##### 抜粋 #####

世界的なパンデミックは、ホスピタリティ、観光、ホテル、外食サービス業界のマーケティング戦略に大きな変化をもたらしました。中でもデジタル化の加速により、多くの企業がオンライン予約システムやデリバリーサービスの導入、ECサイトやモバイルアプリの改善に注力し、ホテルやレストランはより広範な顧客層にアクセスができるようになりました。顧客の個別ニーズや好みに基づいたマーケティング、過去の予約履歴や嗜好を把握し、パーソナライズされた体験を届けていくことでロイヤルカスタマーを醸成していくといった事例も増えてきています。また、インバウンド需要が回復をしていく中、ソーシャルメディアの活用、日本らしさのおもてなしを存分に盛り込んだ、体験重視のマーケティングをオンラインとオフラインを融合させながら届けていくことも差別化のポイントとなっています。

しかしながら顧客獲得競争の激化、ネガティブな口コミなどへの対策、人材不足、デジタル化の遅れなど、成長戦略を描いていくうえでの課題も少なくありません。

そこでシリーズ9回目を迎える本カンファレンスでは、「ホスピタリティ&外食サービス業界のマーケティングメソッド」に焦点を当て、急回復するホテル・外食産業のマーケティングの最新トレンドを考察し、これから備えておくべきスキルや思考、デジタル化の方向性などについて有識者の講演を交えながら考察します。

■基調講演

観光・ホスピタリティビジネスのゆくえ
~ 変化の時代を生き抜く課題 ~

 

 

立教大学
観光学部 観光学科 教授
東 徹氏

1962年岩手県生まれ。北海学園北見大学(現・北海商科大学)教授、日本大学商学部教授を経て、2010年から現職。総合観光学会副会長(22年度まで)、日本フードサービス学会理事(現在)等を務めるほか、自治体の観光振興計画・ビジョンの策定にも参画。専攻は、商学・マーケティング。観光マーケティング(観光ビジネス、観光・地域振興)のほか、サービス・マーケティング、地域ブランドなどの研究に取り組む。

観光とは、旅行プロセスや地域コンテンツを「経験価値化」することだ。見る、食べる、遊ぶ、買う、出会う、ふれ合う……といった、地域での様々な体験を思い出に残る出来事にする。経験価値とは、顧客が特定の場所において時間消費や対象への共感・意味づけを通じて感じ取る価値であり、思い出に残る印象深い出来事として記憶されるもの、である。

#####

指示と条件: 外食・ホテル業界のマーケティングに関する文章から、「しかしながら顧客獲得競争の激」で始まり「講演を交えながら考察します。」まで続く部分を、「人材不足」を「人手不足」に置き換えて書き直してください。

##### 提供資料 #####

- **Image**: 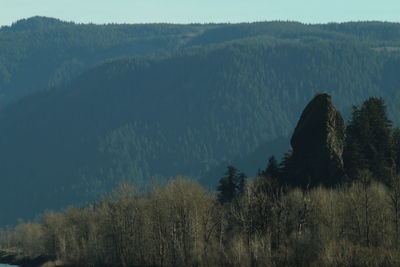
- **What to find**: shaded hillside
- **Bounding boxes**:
[0,17,400,107]
[0,34,399,223]
[0,17,208,106]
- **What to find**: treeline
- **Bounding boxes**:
[0,174,400,266]
[0,98,400,266]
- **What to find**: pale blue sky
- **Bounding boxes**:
[0,0,400,25]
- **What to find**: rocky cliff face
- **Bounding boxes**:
[290,94,345,186]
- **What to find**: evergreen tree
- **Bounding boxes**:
[217,165,246,204]
[344,97,394,184]
[393,128,400,174]
[264,156,280,179]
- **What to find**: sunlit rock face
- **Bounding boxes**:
[291,94,345,187]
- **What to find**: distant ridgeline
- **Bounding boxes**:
[0,17,400,224]
[244,94,400,191]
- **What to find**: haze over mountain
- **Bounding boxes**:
[0,17,400,224]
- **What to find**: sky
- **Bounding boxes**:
[0,0,400,25]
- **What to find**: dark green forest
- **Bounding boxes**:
[0,94,400,267]
[0,17,400,225]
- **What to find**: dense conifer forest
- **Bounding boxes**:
[0,94,400,266]
[0,17,400,230]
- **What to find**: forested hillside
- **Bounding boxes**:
[0,17,208,106]
[0,18,400,224]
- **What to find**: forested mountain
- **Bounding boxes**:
[0,17,400,107]
[0,18,400,224]
[0,17,208,105]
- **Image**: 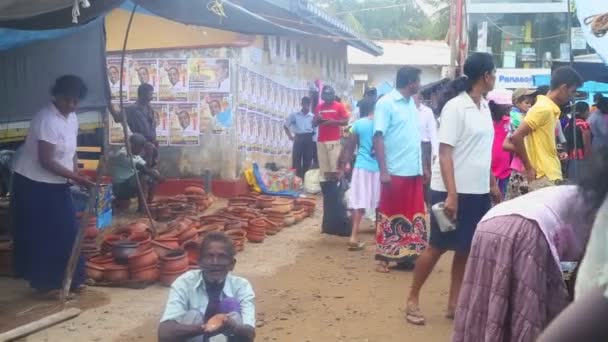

#####

解答:
しかしながら顧客獲得競争の激化、ネガティブな口コミなどへの対策、人手不足、デジタル化の遅れなど、成長戦略を描いていくうえでの課題も少なくありません。

そこでシリーズ9回目を迎える本カンファレンスでは、「ホスピタリティ&外食サービス業界のマーケティングメソッド」に焦点を当て、急回復するホテル・外食産業のマーケティングの最新トレンドを考察し、これから備えておくべきスキルや思考、デジタル化の方向性などについて有識者の講演を交えながら考察します。